QUESTIONS TO ANSWER ::
• a. Answer these questions using the entry on Wilbertomorpha:
(i) Which phylum does the entry list?
(ii) What class is given in the classification?
(iii) What single known species does the family contain?
• b. Copy the part of the entry on Wilbertomorpha that opens with the words containing "Family of single-celled" and closes with "species, Wilbertomorpha colpoda.".

TEXT SECTION ::
+++
Wilbertomorpha

Scientific classification
- Domain: Eukaryota
- (unranked): SAR
- (unranked): Alveolata
- Phylum: Ciliophora
- Class: Karyorelictea
- Order: incertae sedis
- Family: Wilbertomorphidae Xu Y., Li J., Song W., et Warren A., 2013
- Genus: Wilbertomorpha Xu, Li, Song & Warren, 2013
- Species: W. colpoda
- Binomial name: Wilbertomorpha colpoda Xu, Li, Song & Warren, 2013

= Wilbertomorpha =

Family of single-celled organisms

Wilbertomorphidae is a family of karyorelictean ciliates. The family is monotypic, because it contains a single genus Wilbertomorpha with a single known species, Wilbertomorpha colpoda.
+++
[Natural-language object grounding data]
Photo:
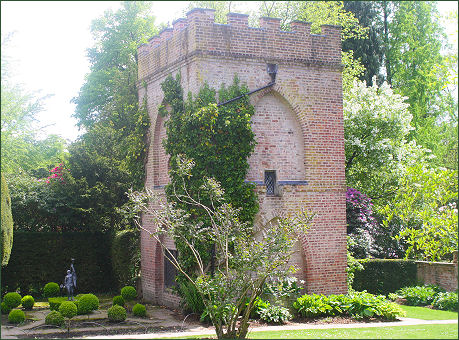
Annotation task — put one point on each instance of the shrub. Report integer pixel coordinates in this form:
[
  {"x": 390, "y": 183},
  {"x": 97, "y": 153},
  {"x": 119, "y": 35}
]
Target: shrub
[
  {"x": 384, "y": 276},
  {"x": 5, "y": 308},
  {"x": 128, "y": 293},
  {"x": 27, "y": 302},
  {"x": 54, "y": 318},
  {"x": 55, "y": 303},
  {"x": 118, "y": 300},
  {"x": 68, "y": 309},
  {"x": 16, "y": 316},
  {"x": 275, "y": 314},
  {"x": 12, "y": 300},
  {"x": 419, "y": 295},
  {"x": 87, "y": 303},
  {"x": 51, "y": 289},
  {"x": 116, "y": 313},
  {"x": 139, "y": 310},
  {"x": 446, "y": 301}
]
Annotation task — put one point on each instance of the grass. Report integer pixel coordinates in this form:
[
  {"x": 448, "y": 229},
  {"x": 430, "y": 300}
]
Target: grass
[
  {"x": 394, "y": 332},
  {"x": 428, "y": 314}
]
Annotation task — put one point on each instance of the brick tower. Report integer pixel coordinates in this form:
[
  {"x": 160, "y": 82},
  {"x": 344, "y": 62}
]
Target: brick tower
[{"x": 298, "y": 123}]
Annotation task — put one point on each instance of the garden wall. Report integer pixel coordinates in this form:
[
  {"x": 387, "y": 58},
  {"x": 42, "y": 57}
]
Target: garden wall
[
  {"x": 41, "y": 257},
  {"x": 443, "y": 274}
]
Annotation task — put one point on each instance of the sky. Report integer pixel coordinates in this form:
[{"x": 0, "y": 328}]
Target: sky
[{"x": 48, "y": 50}]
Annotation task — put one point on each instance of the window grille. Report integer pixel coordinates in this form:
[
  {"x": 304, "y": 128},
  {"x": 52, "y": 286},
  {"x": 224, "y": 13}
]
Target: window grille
[
  {"x": 170, "y": 272},
  {"x": 270, "y": 182}
]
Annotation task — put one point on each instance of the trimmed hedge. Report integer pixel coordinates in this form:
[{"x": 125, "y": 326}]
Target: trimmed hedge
[
  {"x": 384, "y": 276},
  {"x": 40, "y": 257}
]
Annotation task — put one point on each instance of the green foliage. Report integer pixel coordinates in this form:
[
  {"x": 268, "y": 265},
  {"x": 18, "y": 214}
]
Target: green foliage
[
  {"x": 5, "y": 308},
  {"x": 116, "y": 313},
  {"x": 446, "y": 301},
  {"x": 191, "y": 300},
  {"x": 51, "y": 289},
  {"x": 118, "y": 300},
  {"x": 419, "y": 295},
  {"x": 384, "y": 276},
  {"x": 27, "y": 302},
  {"x": 68, "y": 309},
  {"x": 87, "y": 303},
  {"x": 12, "y": 300},
  {"x": 128, "y": 293},
  {"x": 7, "y": 224},
  {"x": 28, "y": 275},
  {"x": 219, "y": 141},
  {"x": 274, "y": 314},
  {"x": 425, "y": 205},
  {"x": 139, "y": 310},
  {"x": 356, "y": 304},
  {"x": 16, "y": 316},
  {"x": 125, "y": 256},
  {"x": 54, "y": 318},
  {"x": 55, "y": 302}
]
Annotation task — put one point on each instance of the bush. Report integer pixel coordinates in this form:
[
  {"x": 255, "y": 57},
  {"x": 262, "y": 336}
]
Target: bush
[
  {"x": 51, "y": 289},
  {"x": 16, "y": 316},
  {"x": 275, "y": 314},
  {"x": 27, "y": 302},
  {"x": 54, "y": 318},
  {"x": 419, "y": 295},
  {"x": 128, "y": 293},
  {"x": 118, "y": 300},
  {"x": 116, "y": 313},
  {"x": 357, "y": 304},
  {"x": 87, "y": 303},
  {"x": 139, "y": 310},
  {"x": 446, "y": 301},
  {"x": 12, "y": 300},
  {"x": 5, "y": 308},
  {"x": 382, "y": 276},
  {"x": 68, "y": 309},
  {"x": 55, "y": 303}
]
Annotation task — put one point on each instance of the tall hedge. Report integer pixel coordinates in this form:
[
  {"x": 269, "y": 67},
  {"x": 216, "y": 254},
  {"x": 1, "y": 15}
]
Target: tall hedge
[
  {"x": 7, "y": 224},
  {"x": 41, "y": 257},
  {"x": 384, "y": 276}
]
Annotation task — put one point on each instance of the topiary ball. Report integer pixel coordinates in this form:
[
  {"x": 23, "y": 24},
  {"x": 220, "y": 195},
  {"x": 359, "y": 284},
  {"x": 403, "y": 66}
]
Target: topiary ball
[
  {"x": 54, "y": 318},
  {"x": 139, "y": 310},
  {"x": 128, "y": 293},
  {"x": 5, "y": 308},
  {"x": 116, "y": 313},
  {"x": 28, "y": 302},
  {"x": 87, "y": 303},
  {"x": 12, "y": 300},
  {"x": 16, "y": 316},
  {"x": 118, "y": 300},
  {"x": 68, "y": 309},
  {"x": 51, "y": 289}
]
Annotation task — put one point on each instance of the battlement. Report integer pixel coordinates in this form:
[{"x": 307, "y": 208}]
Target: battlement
[{"x": 198, "y": 34}]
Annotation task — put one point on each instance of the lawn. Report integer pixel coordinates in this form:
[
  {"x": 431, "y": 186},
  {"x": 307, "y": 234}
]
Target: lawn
[{"x": 428, "y": 314}]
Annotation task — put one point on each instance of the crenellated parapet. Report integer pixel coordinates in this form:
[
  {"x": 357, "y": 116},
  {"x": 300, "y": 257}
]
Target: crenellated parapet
[{"x": 198, "y": 34}]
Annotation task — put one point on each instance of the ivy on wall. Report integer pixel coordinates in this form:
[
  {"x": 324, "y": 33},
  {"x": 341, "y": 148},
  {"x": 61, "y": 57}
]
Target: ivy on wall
[{"x": 219, "y": 140}]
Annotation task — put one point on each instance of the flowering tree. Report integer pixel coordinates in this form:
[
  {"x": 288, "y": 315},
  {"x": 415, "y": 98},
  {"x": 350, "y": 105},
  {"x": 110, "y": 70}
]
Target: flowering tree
[{"x": 242, "y": 264}]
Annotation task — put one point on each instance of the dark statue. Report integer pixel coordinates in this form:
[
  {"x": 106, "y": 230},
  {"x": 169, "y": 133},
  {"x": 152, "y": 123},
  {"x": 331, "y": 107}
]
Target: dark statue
[{"x": 70, "y": 281}]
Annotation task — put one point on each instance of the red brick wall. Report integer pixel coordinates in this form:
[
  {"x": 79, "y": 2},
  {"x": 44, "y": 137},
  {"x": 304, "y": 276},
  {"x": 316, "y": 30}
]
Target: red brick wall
[
  {"x": 441, "y": 274},
  {"x": 298, "y": 125}
]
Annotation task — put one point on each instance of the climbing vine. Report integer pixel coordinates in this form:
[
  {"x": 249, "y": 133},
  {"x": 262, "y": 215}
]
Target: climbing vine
[{"x": 219, "y": 140}]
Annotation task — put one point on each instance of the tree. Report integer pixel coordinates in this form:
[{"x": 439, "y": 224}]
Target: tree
[
  {"x": 7, "y": 224},
  {"x": 376, "y": 125},
  {"x": 425, "y": 209},
  {"x": 242, "y": 265}
]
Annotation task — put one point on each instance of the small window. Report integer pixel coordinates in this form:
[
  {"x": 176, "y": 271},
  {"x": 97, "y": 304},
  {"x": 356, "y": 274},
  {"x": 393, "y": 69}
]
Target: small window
[
  {"x": 270, "y": 182},
  {"x": 170, "y": 272}
]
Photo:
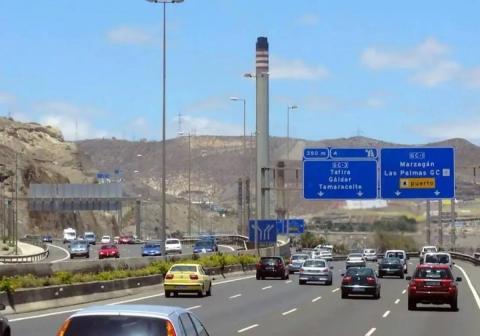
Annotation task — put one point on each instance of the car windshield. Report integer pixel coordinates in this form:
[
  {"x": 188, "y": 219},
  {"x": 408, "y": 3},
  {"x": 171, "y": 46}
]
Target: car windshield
[
  {"x": 314, "y": 263},
  {"x": 183, "y": 268},
  {"x": 433, "y": 273},
  {"x": 106, "y": 325},
  {"x": 395, "y": 255},
  {"x": 360, "y": 272}
]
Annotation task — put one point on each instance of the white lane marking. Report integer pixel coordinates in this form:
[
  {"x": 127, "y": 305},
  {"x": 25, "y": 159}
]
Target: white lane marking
[
  {"x": 289, "y": 311},
  {"x": 194, "y": 307},
  {"x": 474, "y": 291},
  {"x": 248, "y": 328},
  {"x": 64, "y": 250},
  {"x": 226, "y": 246},
  {"x": 117, "y": 302}
]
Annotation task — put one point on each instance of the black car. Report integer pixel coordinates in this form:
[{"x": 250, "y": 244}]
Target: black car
[
  {"x": 47, "y": 239},
  {"x": 390, "y": 267},
  {"x": 362, "y": 281},
  {"x": 272, "y": 267}
]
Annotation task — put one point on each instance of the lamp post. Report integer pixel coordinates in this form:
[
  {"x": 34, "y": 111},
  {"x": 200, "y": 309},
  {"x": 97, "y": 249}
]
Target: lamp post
[
  {"x": 289, "y": 107},
  {"x": 163, "y": 223}
]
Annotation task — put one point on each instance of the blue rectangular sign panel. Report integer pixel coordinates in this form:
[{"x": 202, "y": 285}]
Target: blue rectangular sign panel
[
  {"x": 296, "y": 225},
  {"x": 417, "y": 173},
  {"x": 339, "y": 180},
  {"x": 266, "y": 233},
  {"x": 315, "y": 153},
  {"x": 353, "y": 153}
]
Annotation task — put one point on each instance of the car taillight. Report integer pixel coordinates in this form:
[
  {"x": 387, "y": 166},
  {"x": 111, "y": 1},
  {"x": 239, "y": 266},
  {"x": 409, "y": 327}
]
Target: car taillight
[
  {"x": 170, "y": 329},
  {"x": 63, "y": 328}
]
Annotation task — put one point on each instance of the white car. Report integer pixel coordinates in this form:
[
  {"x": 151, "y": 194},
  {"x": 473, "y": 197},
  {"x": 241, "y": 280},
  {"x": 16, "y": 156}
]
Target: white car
[
  {"x": 106, "y": 240},
  {"x": 439, "y": 258},
  {"x": 400, "y": 254},
  {"x": 427, "y": 249},
  {"x": 370, "y": 254},
  {"x": 355, "y": 260},
  {"x": 173, "y": 245}
]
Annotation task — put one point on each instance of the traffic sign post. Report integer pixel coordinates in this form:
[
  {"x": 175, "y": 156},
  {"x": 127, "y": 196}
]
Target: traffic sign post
[
  {"x": 266, "y": 231},
  {"x": 343, "y": 173},
  {"x": 417, "y": 173}
]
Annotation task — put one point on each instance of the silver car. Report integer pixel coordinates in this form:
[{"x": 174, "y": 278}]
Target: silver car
[
  {"x": 317, "y": 270},
  {"x": 138, "y": 320},
  {"x": 355, "y": 260},
  {"x": 296, "y": 262}
]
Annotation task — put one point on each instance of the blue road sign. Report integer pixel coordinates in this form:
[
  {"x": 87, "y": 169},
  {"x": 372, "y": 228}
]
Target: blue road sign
[
  {"x": 352, "y": 153},
  {"x": 417, "y": 173},
  {"x": 267, "y": 230},
  {"x": 296, "y": 225},
  {"x": 315, "y": 153},
  {"x": 339, "y": 179}
]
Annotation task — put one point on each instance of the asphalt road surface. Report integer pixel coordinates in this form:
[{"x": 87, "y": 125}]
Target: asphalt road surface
[
  {"x": 59, "y": 252},
  {"x": 244, "y": 306}
]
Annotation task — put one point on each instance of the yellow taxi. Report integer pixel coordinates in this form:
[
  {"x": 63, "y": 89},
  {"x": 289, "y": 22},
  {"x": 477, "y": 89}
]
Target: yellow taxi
[{"x": 187, "y": 278}]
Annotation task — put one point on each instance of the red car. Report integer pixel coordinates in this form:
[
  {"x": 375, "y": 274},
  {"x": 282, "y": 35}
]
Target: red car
[
  {"x": 108, "y": 251},
  {"x": 433, "y": 284},
  {"x": 126, "y": 240}
]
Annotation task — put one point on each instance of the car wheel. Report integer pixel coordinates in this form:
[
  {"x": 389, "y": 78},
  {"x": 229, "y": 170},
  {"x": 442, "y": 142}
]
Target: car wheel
[
  {"x": 412, "y": 305},
  {"x": 454, "y": 305}
]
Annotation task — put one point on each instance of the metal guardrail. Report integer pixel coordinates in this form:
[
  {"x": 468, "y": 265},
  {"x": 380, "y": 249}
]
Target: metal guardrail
[{"x": 15, "y": 259}]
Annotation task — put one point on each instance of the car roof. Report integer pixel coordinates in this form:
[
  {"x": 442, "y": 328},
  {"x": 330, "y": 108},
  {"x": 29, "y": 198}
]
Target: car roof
[
  {"x": 149, "y": 310},
  {"x": 433, "y": 266}
]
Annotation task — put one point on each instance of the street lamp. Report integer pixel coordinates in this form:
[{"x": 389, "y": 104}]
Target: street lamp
[
  {"x": 163, "y": 223},
  {"x": 289, "y": 107}
]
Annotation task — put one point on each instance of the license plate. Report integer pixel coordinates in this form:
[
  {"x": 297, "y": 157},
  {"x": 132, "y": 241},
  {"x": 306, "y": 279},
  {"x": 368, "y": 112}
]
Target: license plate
[{"x": 432, "y": 283}]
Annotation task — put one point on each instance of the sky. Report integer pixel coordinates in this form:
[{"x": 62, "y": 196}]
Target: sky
[{"x": 406, "y": 72}]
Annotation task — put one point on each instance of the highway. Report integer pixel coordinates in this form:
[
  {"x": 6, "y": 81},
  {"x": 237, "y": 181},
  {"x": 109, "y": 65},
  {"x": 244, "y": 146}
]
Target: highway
[
  {"x": 59, "y": 252},
  {"x": 241, "y": 305}
]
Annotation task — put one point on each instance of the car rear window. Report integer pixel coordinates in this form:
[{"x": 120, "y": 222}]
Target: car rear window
[
  {"x": 314, "y": 263},
  {"x": 270, "y": 261},
  {"x": 183, "y": 268},
  {"x": 360, "y": 272},
  {"x": 99, "y": 325},
  {"x": 433, "y": 273}
]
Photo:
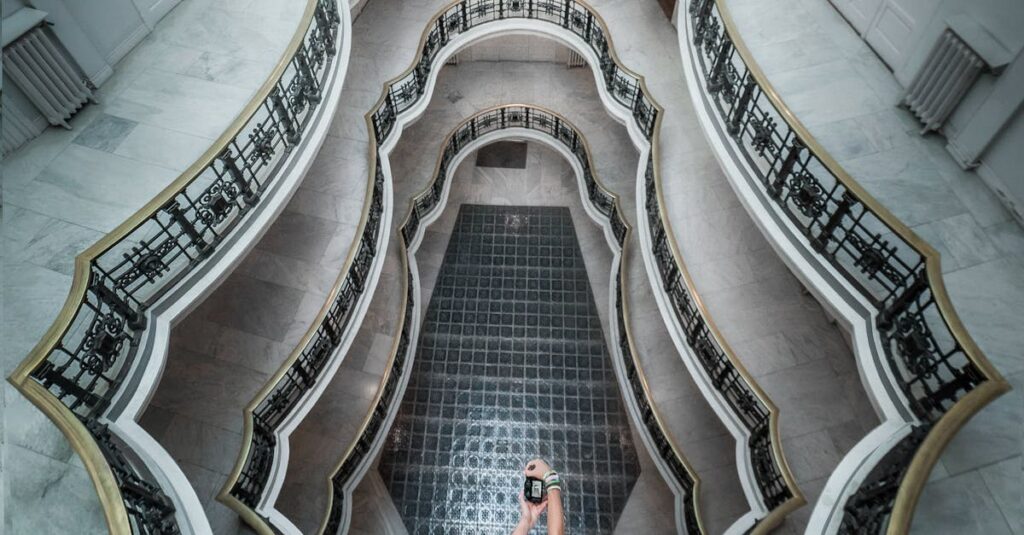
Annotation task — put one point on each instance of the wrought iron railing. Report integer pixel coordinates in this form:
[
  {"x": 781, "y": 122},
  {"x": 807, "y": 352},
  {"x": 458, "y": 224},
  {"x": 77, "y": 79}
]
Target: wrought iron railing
[
  {"x": 553, "y": 125},
  {"x": 301, "y": 372},
  {"x": 748, "y": 402},
  {"x": 627, "y": 88},
  {"x": 938, "y": 368},
  {"x": 79, "y": 367}
]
+++
ANSWERS TO THIS EXERCISE ::
• a.
(i) Ciliophora
(ii) Karyorelictea
(iii) Wilbertomorpha colpoda

• b.
Family of single-celled organisms

Wilbertomorphidae is a family of karyorelictean ciliates. The family is monotypic, because it contains a single genus Wilbertomorpha with a single known species, Wilbertomorpha colpoda.